> **WHAT NEEDS TO BE DONE**
From the first entry to the last, repeat them all exactly.

> **RECORD SET**
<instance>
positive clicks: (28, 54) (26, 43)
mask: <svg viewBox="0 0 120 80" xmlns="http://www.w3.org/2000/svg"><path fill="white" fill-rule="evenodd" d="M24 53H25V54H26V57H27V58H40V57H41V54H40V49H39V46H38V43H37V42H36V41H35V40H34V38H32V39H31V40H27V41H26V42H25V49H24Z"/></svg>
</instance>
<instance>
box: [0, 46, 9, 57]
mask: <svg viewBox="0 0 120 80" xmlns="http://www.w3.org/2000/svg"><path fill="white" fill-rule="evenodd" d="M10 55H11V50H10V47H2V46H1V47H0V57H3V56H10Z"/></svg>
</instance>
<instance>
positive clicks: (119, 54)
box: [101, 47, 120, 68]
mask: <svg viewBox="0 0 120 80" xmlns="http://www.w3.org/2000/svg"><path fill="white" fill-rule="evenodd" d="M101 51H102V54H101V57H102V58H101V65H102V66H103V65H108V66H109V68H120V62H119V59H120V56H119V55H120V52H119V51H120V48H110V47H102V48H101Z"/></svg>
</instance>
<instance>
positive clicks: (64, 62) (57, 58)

> **WRITTEN ANSWER**
<instance>
positive clicks: (28, 54) (26, 43)
mask: <svg viewBox="0 0 120 80" xmlns="http://www.w3.org/2000/svg"><path fill="white" fill-rule="evenodd" d="M24 53H25V54H26V57H27V58H40V57H41V54H40V49H39V46H38V43H37V42H36V41H35V40H34V38H32V39H31V40H27V41H26V42H25V49H24Z"/></svg>
</instance>
<instance>
box: [0, 46, 9, 57]
mask: <svg viewBox="0 0 120 80" xmlns="http://www.w3.org/2000/svg"><path fill="white" fill-rule="evenodd" d="M10 55H11V50H10V47H2V46H1V47H0V57H3V56H10Z"/></svg>
</instance>
<instance>
positive clicks: (119, 54)
box: [101, 47, 120, 68]
mask: <svg viewBox="0 0 120 80" xmlns="http://www.w3.org/2000/svg"><path fill="white" fill-rule="evenodd" d="M101 51H102V54H101V57H102V58H101V65H102V66H103V65H108V66H109V68H120V62H119V59H120V56H119V55H120V52H119V51H120V48H110V47H102V48H101Z"/></svg>
</instance>
<instance>
positive clicks: (64, 62) (57, 58)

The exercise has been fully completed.